• _INSTRUCTION 1_: In the text on Catalan history, why did Lluís Companys go barefoot at his execution?
• _INSTRUCTION 2_: From the text on Catalan history, extract the passage from "The persecution against" up to and including "go into exile.".
• _INSTRUCTION 3_: Write what comes next in the text on Catalan history, starting after its last line.

• _TEXT TO READ_:
════════════════════

Even though its official status, the Catalan language is frequently attacked and according to the Spanish Constitution, its knowledge is only optional, whilst it is compulsory to learn/speak Spanish and French (in the North of Catalonia).

The history of the resistance.

In 1640 starts the "Segadors" War. Catalonia fights against the expansionist ambitions of France and the Castilian centralism and its presence in our country that was being used as an operations base. The war leads to the defeat of Catalonia and the signature of the Pyrenees Treaty (1659), according to which the territories of Rosselló, Conflent, Vallespir and Alta Cerdanya are conceded to France.

All those Catalan territories are left without any recognition or right.

Some years later, between 1707 and 1714, Catalonia goes to war against the Castilian king Felipe V of Borbon in the so-called Succession War. The defeat suffered by our past generations left to the absorption of the Catalan countries in the kingdom of Castile -now Spain - losing its freedom. Once the Spanish King Felipe V won the war, he went onto dictate royal decrees in the Valencian country, the Balearic Islands and the Principality of Catalonia by which the Catalan countries would be taken to a new time of deep and dreadful consequences for our political and cultural history. Our own juridical system was abolished, all the self-government institutions disappeared, the laws of Castile were imposed, the use of the Catalan language was banned in the official and public life and a long list of terrible measures were enforced with tyranny and repression, but that would never accomplish their target to destroy the language, culture and personality of the Catalan nation.

In 1939 the triumph of the coup d'état of the fascist general Francisco Franco leads again to the lost of the freedoms and institutions of the Catalan countries, which had been slightly recovered at the beginning of the thirties in the XX century. From 1939 to 1975 was carried out again a tough oppression against the Catalan culture and specially/ in particular the Catalan language.

The Catalan language disappeared from all the public organisms, its use was banned and it was also banned to teach it in schools. The cultural institutions of the Generalitat (autonomous government of Catalonia) were closed.

After a formal request by the dictator Francisco Franco, the democratically elected Catalan President, Lluís Companys, was captured and handed out to Spain by the Gestapo in summer 1940. In Madrid Lluís Companys was interrogated and savagely tortured. Finally the order to execute him was given and carried out in the Santa Eulàlia Fossar, Castle of Montjuic, Barcelona, 15th October 1940.

Our President gave his life with an example of patriotism and loyalty to Catalonia: barefoot, to be in contact with the Catalan land, he died shouting "For Catalonia!".

The persecution against anything that made reference to Catalonia was criminal and absolute, our anthems and flags were also banned. The libraries suffered "depuration" and the books written in Catalan were burned or confiscated, likewise were the archives. The Spanish language was imposed in all public services as the only language and the names of the people, associations, establishments, streets and cities were forced to change its name. The Catalan language could only be used in the family life, and those that showed any Catalan sign, or those that had been elected members of the Catalan government were imprisoned, assassinated or had to go into exile.

With regard to Catalonia, maybe you didn't know that....
...the Catalan flag -four red stripes on a yellow backdrop- is one of the oldest national flags in Europe...

..Catalonia was a free and independent country until 1714...

════════════════════

[Pointing data excerpts]
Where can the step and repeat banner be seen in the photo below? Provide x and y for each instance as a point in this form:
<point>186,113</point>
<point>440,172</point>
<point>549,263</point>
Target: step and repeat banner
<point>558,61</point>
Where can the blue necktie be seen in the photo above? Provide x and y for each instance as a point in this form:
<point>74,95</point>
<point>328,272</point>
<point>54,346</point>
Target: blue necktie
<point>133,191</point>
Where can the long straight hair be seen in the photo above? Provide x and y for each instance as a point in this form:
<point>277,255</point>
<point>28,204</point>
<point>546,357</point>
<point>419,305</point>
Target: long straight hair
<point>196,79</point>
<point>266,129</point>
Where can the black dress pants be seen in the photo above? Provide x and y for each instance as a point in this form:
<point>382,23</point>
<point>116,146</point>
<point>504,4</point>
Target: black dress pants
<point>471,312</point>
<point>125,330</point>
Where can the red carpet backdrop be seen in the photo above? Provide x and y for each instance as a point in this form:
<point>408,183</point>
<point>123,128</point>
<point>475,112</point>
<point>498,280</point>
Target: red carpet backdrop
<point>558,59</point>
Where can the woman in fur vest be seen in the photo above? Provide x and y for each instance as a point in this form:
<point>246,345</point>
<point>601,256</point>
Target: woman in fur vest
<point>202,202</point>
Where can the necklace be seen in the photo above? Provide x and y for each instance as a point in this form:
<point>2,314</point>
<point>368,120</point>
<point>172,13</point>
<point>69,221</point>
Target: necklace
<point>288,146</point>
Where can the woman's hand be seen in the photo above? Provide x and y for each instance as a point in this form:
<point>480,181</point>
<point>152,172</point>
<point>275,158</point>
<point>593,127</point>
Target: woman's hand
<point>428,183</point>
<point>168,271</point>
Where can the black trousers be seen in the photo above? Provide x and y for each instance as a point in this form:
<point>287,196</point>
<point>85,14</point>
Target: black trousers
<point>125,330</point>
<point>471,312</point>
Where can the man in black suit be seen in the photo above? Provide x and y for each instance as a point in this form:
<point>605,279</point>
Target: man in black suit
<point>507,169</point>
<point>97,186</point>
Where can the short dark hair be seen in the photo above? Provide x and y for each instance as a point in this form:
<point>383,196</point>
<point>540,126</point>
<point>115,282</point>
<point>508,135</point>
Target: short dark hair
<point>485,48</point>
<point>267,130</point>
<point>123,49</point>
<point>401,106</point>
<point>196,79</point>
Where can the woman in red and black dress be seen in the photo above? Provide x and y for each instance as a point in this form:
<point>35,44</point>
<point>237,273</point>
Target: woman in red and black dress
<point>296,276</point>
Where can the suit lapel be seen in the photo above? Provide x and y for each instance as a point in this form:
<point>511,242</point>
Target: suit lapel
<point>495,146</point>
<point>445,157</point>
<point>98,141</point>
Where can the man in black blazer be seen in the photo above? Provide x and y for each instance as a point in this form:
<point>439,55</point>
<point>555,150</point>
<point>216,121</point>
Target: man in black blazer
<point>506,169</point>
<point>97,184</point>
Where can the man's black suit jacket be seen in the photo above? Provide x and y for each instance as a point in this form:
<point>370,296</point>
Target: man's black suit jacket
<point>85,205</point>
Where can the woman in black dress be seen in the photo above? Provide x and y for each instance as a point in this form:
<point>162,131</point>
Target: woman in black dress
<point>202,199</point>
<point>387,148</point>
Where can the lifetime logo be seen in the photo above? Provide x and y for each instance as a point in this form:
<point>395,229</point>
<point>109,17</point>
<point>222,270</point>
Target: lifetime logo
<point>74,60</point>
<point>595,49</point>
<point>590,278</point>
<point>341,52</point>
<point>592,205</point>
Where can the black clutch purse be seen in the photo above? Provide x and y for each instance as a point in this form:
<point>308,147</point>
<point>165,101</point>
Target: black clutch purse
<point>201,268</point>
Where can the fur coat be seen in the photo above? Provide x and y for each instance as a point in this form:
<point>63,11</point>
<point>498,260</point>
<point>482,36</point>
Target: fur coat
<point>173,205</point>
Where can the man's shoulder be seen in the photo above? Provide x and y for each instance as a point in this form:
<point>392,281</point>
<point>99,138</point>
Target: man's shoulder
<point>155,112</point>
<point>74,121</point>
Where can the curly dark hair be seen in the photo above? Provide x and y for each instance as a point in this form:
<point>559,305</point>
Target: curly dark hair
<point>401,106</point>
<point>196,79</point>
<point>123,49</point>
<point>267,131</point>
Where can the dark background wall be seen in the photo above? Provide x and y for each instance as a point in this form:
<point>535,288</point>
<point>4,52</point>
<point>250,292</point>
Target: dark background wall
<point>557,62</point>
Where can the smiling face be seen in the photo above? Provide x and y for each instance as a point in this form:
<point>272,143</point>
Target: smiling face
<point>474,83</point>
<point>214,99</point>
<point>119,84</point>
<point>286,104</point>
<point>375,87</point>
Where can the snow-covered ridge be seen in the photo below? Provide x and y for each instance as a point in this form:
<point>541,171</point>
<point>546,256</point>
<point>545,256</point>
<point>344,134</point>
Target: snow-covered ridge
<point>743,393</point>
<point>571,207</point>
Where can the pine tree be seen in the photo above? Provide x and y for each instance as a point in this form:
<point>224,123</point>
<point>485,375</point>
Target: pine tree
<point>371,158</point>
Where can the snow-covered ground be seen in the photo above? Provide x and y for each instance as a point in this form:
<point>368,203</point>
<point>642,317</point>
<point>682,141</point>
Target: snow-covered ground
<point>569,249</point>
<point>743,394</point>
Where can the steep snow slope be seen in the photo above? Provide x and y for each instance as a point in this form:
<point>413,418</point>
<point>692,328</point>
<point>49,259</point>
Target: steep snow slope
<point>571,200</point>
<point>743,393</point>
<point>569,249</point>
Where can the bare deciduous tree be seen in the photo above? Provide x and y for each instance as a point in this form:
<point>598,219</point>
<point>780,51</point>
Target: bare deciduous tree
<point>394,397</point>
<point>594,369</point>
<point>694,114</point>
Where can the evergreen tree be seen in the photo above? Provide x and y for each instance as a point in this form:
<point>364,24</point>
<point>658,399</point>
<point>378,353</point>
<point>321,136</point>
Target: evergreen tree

════════════════════

• _RESPONSE 1_: He went barefoot so that he would be in contact with the Catalan land.

• _RESPONSE 2_:
The persecution against anything that made reference to Catalonia was criminal and absolute, our anthems and flags were also banned. The libraries suffered "depuration" and the books written in Catalan were burned or confiscated, likewise were the archives. The Spanish language was imposed in all public services as the only language and the names of the people, associations, establishments, streets and cities were forced to change its name. The Catalan language could only be used in the family life, and those that showed any Catalan sign, or those that had been elected members of the Catalan government were imprisoned, assassinated or had to go into exile.

• _RESPONSE 3_:
..the cruelty of Spain's misrule went as far as to expose the head of one of the leading Generals of the Catalan resistance -Josep Moragues- in a cage at the city gates for twelve years (1715-1727) to strike terror into the heart of Catalans...

....the Catalan language has been systematically persecuted and downstaged by Spanish governments since 1714..

...the first major bombing campaigns of civil population in Europe were suffered by the citizens of Barcelona (1714, 1843, 1938...), thousands of whom died....

....Modernist architect Antoni Gaudí was arrested and imprisoned for speaking in Catalan...
..Josep Sunyol, one of the Presidents of Barcelona Football Club, was shot without trial at Guadarrama (central Spain) by Franco's rebel troops in 1936...

..after the civil war, about 150,000 Catalans were imprisoned in concentration camps and makeshift prisons..

...in 1940, the legitimate President of Catalonia, Lluís Companys, was captured by the Nazis in Brittany, handed over to Franco's police, tortured and shot by a firing squad, being the only democratically elected President executed in Europe in the 40s...

..in Mauthausen concentration camp, thousands of Catalan democrat exiles were to die because Franco deemed them to be "republicans" and "separatists", and thus "not Spaniards"?...

.....Franco looted trainloads of official Catalan documents belonging to democratic institutions and bodies for their scrutiny by police who drew up lists of thousands of enemies to be eliminated. These documents were taken to Salamanca in 1939 and have not yet been returned, overtly flaunting UNESCO criteria in this area.....

during the Franco regime (1939-1975), 95,000 Catalan citizens were court-martialled for political "offences", 12,000 of whom were executed and a further 200,000 forced into exile...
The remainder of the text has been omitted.